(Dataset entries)
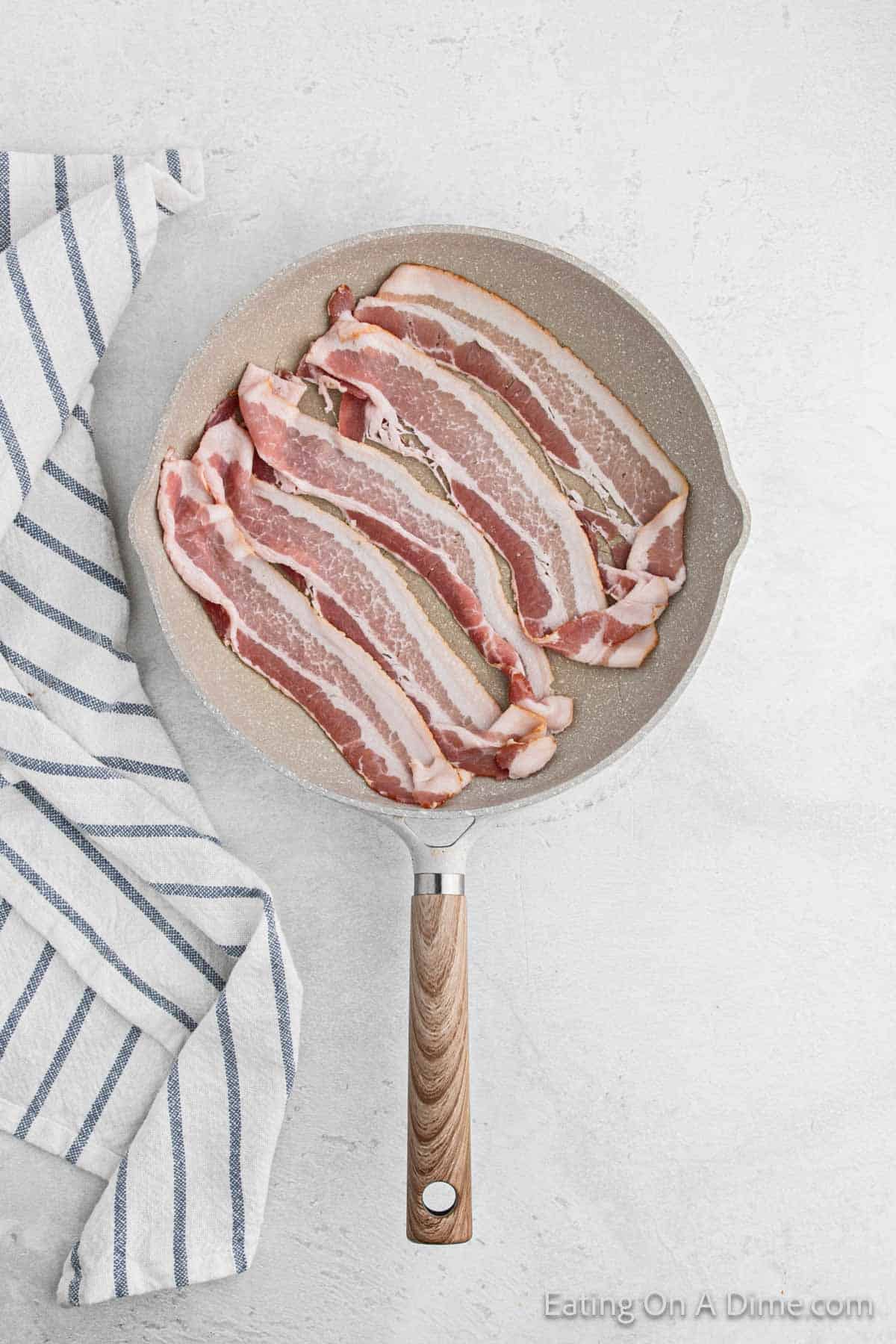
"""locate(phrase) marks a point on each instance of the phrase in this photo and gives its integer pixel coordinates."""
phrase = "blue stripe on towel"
(137, 900)
(281, 995)
(234, 1115)
(19, 698)
(74, 1287)
(120, 1231)
(30, 319)
(109, 1085)
(53, 544)
(149, 831)
(81, 416)
(85, 495)
(90, 934)
(179, 1179)
(6, 222)
(62, 618)
(193, 889)
(63, 1050)
(111, 769)
(60, 178)
(62, 768)
(73, 250)
(127, 218)
(26, 996)
(158, 772)
(13, 449)
(141, 709)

TASK TO COMPLETE: The copy must match every line of the data exactly and contain no pictures.

EXERCISE OUTPUT:
"""locate(phrase) marks a point on each instance of the phrase in this photo and gives its integer pixel coordinates."""
phrase = "blue stripe on towel"
(137, 900)
(281, 995)
(234, 1115)
(19, 698)
(74, 1287)
(120, 1231)
(30, 319)
(109, 1085)
(53, 544)
(149, 831)
(81, 416)
(85, 495)
(90, 934)
(179, 1179)
(6, 222)
(62, 618)
(193, 889)
(63, 1050)
(111, 769)
(60, 178)
(62, 768)
(73, 250)
(127, 218)
(26, 996)
(158, 772)
(13, 449)
(141, 709)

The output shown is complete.